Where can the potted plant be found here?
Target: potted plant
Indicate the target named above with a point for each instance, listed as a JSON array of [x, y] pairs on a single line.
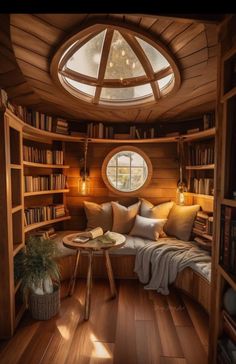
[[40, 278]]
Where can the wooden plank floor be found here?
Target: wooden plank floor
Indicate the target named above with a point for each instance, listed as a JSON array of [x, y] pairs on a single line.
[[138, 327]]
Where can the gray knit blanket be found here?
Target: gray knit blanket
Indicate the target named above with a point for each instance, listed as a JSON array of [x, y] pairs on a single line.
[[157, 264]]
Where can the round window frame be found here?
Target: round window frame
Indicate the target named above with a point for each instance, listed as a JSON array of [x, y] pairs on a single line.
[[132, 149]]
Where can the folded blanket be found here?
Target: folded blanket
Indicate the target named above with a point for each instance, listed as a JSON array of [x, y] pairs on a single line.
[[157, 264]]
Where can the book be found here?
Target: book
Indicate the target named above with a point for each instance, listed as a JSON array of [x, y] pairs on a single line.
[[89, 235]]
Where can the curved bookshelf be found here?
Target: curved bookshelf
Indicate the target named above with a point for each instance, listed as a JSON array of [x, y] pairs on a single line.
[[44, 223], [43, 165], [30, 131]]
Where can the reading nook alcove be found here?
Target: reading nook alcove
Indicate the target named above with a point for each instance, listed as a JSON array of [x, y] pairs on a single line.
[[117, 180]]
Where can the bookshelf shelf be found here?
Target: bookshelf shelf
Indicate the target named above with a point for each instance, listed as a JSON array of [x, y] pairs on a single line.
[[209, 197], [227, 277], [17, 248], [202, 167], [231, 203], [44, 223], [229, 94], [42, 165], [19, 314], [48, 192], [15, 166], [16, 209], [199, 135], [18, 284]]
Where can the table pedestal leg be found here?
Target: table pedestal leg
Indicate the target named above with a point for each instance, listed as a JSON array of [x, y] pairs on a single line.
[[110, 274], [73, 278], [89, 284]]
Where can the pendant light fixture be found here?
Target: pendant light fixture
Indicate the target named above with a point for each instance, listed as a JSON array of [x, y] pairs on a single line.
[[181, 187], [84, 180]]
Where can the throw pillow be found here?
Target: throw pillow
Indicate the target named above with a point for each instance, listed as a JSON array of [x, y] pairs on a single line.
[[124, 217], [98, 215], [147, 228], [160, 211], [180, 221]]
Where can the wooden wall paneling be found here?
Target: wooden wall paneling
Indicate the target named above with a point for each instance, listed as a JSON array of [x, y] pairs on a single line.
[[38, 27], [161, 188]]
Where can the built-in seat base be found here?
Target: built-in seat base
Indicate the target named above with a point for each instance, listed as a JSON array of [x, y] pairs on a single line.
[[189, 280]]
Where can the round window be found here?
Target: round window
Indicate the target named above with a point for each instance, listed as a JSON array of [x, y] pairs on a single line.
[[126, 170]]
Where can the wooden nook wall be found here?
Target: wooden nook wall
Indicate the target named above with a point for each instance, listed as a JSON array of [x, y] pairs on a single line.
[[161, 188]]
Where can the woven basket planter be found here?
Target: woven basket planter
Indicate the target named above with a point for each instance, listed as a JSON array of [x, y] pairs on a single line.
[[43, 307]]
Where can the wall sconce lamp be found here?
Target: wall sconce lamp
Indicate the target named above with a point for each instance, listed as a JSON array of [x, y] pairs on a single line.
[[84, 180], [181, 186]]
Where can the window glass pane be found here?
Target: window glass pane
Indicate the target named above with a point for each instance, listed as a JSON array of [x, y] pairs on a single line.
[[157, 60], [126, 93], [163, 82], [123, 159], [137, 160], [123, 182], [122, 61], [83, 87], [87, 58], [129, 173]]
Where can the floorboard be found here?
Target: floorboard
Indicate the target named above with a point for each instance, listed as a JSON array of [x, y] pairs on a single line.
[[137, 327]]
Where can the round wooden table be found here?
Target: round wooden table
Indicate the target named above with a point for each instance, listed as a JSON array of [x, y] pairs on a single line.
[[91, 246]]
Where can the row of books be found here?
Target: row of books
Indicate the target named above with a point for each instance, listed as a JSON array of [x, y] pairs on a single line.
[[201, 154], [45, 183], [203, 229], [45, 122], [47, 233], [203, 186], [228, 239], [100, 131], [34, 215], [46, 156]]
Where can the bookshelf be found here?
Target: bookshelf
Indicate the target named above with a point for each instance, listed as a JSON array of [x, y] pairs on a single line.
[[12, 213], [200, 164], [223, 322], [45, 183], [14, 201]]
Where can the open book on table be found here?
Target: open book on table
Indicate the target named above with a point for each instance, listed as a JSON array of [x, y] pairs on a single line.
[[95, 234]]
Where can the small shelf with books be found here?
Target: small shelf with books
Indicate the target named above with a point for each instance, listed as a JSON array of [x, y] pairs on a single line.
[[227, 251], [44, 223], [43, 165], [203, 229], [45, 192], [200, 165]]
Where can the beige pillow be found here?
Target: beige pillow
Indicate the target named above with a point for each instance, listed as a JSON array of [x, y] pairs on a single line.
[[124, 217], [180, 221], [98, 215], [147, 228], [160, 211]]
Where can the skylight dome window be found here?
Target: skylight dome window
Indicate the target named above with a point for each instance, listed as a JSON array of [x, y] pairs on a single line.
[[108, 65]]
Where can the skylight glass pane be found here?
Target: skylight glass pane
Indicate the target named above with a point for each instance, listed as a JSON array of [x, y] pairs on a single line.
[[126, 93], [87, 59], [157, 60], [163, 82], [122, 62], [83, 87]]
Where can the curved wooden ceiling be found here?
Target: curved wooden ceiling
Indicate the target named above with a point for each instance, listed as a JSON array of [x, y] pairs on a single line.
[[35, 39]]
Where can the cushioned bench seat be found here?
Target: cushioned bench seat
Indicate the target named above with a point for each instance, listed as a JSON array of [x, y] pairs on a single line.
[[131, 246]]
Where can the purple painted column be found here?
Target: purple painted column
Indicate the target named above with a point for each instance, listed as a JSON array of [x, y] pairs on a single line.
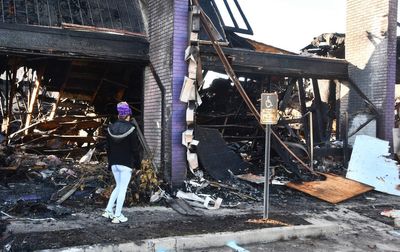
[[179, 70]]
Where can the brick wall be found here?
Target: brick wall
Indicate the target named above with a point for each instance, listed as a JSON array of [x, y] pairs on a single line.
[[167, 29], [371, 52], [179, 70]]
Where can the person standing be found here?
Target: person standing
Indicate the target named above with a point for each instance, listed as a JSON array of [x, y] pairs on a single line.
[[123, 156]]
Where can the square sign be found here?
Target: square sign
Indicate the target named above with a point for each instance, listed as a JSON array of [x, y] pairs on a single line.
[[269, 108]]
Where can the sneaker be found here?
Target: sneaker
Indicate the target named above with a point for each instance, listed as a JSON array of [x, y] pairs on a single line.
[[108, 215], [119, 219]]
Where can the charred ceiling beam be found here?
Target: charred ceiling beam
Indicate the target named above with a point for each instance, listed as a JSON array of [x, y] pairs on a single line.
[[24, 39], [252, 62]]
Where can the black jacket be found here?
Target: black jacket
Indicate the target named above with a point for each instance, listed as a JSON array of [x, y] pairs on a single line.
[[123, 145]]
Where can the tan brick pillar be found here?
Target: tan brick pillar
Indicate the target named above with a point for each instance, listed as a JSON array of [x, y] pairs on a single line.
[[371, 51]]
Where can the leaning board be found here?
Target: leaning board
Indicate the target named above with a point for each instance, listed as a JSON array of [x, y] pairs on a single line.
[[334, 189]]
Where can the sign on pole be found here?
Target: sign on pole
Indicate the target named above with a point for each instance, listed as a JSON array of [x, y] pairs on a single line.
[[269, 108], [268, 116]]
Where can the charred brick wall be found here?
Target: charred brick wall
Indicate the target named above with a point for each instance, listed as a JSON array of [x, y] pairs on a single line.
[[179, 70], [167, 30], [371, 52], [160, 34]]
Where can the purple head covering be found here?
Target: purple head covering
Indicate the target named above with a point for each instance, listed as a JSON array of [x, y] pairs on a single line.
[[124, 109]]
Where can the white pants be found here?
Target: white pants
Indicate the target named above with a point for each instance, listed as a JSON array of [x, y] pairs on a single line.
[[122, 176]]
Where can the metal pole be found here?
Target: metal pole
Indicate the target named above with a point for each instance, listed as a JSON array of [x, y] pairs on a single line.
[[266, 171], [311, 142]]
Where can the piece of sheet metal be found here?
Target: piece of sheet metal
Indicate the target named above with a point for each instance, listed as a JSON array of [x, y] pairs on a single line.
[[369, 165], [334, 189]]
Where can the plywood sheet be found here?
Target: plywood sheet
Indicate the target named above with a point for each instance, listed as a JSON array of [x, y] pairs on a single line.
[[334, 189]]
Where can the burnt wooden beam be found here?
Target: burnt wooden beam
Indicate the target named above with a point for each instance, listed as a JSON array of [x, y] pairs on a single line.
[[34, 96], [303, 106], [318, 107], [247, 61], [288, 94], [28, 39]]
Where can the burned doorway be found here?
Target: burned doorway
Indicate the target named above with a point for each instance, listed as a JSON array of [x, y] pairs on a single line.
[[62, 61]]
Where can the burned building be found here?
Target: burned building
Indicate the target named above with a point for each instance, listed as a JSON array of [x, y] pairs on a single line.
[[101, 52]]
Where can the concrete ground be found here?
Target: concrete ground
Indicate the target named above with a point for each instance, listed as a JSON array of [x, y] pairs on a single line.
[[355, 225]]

* **What to work on**
Show the lines of the records that include the string "gray".

* **Task response**
Where can the gray knit blanket be found here?
Target: gray knit blanket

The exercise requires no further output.